**Problem statement**. Return all the records, each one exactly as given.
*** Exercise material ***
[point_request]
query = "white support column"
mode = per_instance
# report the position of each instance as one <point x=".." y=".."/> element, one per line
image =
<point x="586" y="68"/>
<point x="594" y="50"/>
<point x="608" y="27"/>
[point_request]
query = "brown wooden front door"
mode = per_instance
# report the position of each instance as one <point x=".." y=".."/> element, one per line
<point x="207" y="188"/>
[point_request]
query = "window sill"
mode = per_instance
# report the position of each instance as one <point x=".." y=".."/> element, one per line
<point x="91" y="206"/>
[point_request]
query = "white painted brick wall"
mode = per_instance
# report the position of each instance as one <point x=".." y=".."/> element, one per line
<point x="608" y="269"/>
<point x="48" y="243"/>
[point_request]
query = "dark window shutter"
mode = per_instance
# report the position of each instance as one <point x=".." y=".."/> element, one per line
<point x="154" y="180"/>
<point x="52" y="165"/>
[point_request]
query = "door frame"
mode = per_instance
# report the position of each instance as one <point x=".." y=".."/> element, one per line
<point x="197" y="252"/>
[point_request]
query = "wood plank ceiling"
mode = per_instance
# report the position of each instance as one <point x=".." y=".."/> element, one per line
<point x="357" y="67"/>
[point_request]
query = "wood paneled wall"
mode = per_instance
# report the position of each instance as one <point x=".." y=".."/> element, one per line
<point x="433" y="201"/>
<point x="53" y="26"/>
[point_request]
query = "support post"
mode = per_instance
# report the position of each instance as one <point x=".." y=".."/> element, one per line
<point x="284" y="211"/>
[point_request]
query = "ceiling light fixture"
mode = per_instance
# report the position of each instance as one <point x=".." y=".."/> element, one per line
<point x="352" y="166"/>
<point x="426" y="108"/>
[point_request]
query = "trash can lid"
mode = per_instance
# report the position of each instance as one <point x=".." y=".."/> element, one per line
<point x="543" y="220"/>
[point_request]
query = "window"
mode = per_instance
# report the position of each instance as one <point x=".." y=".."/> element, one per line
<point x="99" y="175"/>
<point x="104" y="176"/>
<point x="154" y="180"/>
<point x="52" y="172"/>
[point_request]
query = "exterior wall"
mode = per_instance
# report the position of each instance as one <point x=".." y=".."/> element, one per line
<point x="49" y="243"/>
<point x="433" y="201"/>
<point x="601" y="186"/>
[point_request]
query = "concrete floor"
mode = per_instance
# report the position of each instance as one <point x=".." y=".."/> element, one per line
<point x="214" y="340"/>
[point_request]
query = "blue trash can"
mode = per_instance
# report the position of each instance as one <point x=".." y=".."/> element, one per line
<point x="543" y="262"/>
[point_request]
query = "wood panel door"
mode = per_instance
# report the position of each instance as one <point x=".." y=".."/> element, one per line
*** End of Exercise material ***
**Exercise solution**.
[point_request]
query = "white support column"
mode = per_instance
# report the position of each instance as one <point x=".." y=".."/> element, one per line
image =
<point x="586" y="68"/>
<point x="594" y="50"/>
<point x="608" y="27"/>
[point_request]
query = "brown wooden front door"
mode = per_instance
# report the position of each instance as one <point x=".." y=".."/> element, one per line
<point x="207" y="188"/>
[point_request]
query = "window sill"
mode = per_instance
# report the position of each instance as one <point x=".." y=".."/> element, one per line
<point x="91" y="206"/>
[point_request]
query = "white painted brick wall"
mode = per_instance
# report the position of each instance as one <point x=".." y=".."/> element, one per line
<point x="608" y="269"/>
<point x="48" y="243"/>
[point_request]
query = "dark window shutter"
mode = per_instance
# report the position of each instance as one <point x=".." y=".."/> element, one per line
<point x="154" y="180"/>
<point x="52" y="165"/>
[point_request]
query = "door frame"
mode = per_instance
# report the position of each instance as one <point x=".." y=".."/> element, one per line
<point x="197" y="252"/>
[point_request]
query = "wood plank ceiling"
mode = per_instance
# report the position of each instance as one <point x=".." y=".."/> element, one per line
<point x="357" y="67"/>
[point_request]
query = "wood paneled wall"
mode = per_instance
# report the position of each instance as one <point x=".." y=".."/> element, one per line
<point x="433" y="201"/>
<point x="53" y="26"/>
[point_request]
query = "support post"
mode = per_instance
# report the position of each instance as one <point x=".." y=".."/> element, one per line
<point x="284" y="211"/>
[point_request]
query = "ceiling light fixture"
mode = per_instance
# report the position of each instance as one <point x=".." y=".."/> element, one per line
<point x="352" y="166"/>
<point x="426" y="108"/>
[point_request]
query = "trash can lid"
mode = per_instance
# report the position of each instance as one <point x=".." y=".."/> element, one per line
<point x="543" y="220"/>
[point_request]
query = "window"
mode = per_instance
# report the position of each instance as one <point x=".." y=".."/> element, one per line
<point x="99" y="175"/>
<point x="104" y="176"/>
<point x="154" y="180"/>
<point x="52" y="172"/>
[point_request]
query = "exterior wall"
mode = per_instance
# report the position of each instance as one <point x=".." y=".."/> element, one per line
<point x="49" y="243"/>
<point x="433" y="201"/>
<point x="601" y="186"/>
[point_request]
query = "concrete floor"
mode = per_instance
# report the position of each instance as one <point x=".." y=".."/> element, one per line
<point x="214" y="340"/>
[point_request]
query = "blue trash can"
mode = per_instance
# report the position of each instance as one <point x=".." y=".."/> element, one per line
<point x="543" y="262"/>
[point_request]
query = "wood panel door"
mode = per_instance
# report the position of each instance as one <point x=".." y=".."/> element, one per line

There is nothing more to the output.